= LISTED RECORDS =

§ §

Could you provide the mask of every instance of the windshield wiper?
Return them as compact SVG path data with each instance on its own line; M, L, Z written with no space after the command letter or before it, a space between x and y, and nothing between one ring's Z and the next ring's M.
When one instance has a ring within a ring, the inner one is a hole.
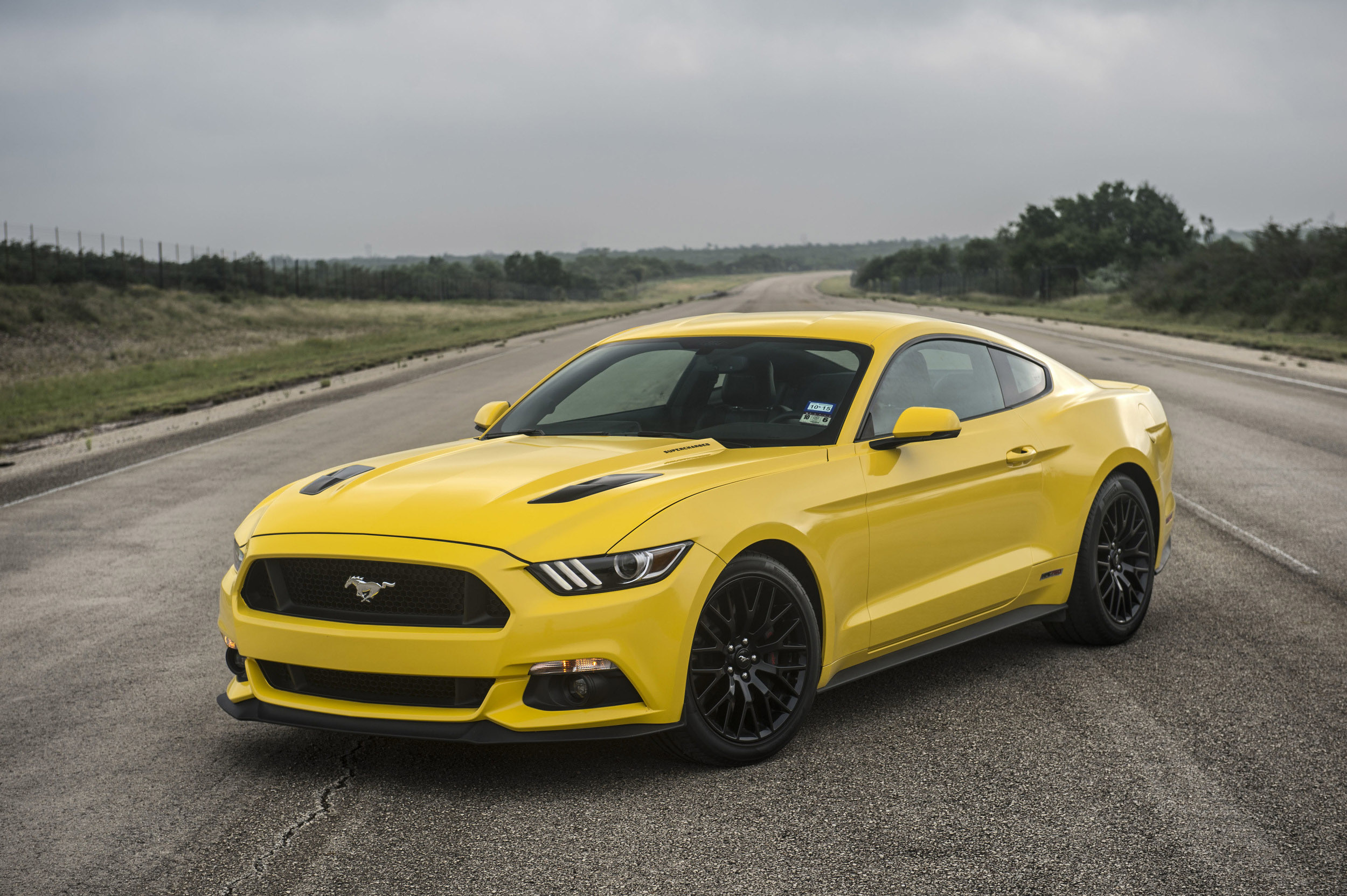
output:
M746 441L733 441L730 439L721 439L718 436L688 436L687 433L682 433L682 432L660 432L659 429L643 429L641 432L633 432L630 435L633 435L633 436L653 436L655 439L687 439L688 441L691 441L694 439L715 439L715 441L721 443L726 448L752 448L753 447L753 445L748 444Z
M493 432L484 439L504 439L505 436L612 436L610 432L543 432L541 429L516 429L515 432Z
M547 433L541 429L516 429L515 432L493 432L482 436L482 439L504 439L505 436L546 436Z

§ §

= PROBLEM DETAILS =
Convert the records above into a two-column CSV with the headers instruction and output, one row per record. Put each record's text and its answer in a single quoted field each, with line breaks replaced by spaces, and leave the pictures out.

= TASK SOLUTION =
instruction,output
"Could you provide the mask of every instance of the windshield wiper? Return them as compact SVG path data with each instance on its own line; M, L, Z written with no space after the command letter or before it, a space between x and y, and nothing between one ring's Z and the next ring's M. When one instance has a ring within a ring, the inner one is a hole. output:","M746 441L733 441L730 439L721 439L718 436L688 436L687 433L682 433L682 432L660 432L659 429L643 429L641 432L633 432L630 435L633 435L633 436L653 436L655 439L687 439L688 441L691 441L694 439L715 439L715 441L721 443L726 448L752 448L753 447L753 445L748 444Z M493 432L484 439L504 439L505 436L612 436L610 432L543 432L541 429L516 429L515 432Z M547 433L541 429L516 429L515 432L493 432L482 436L482 439L504 439L505 436L546 436Z"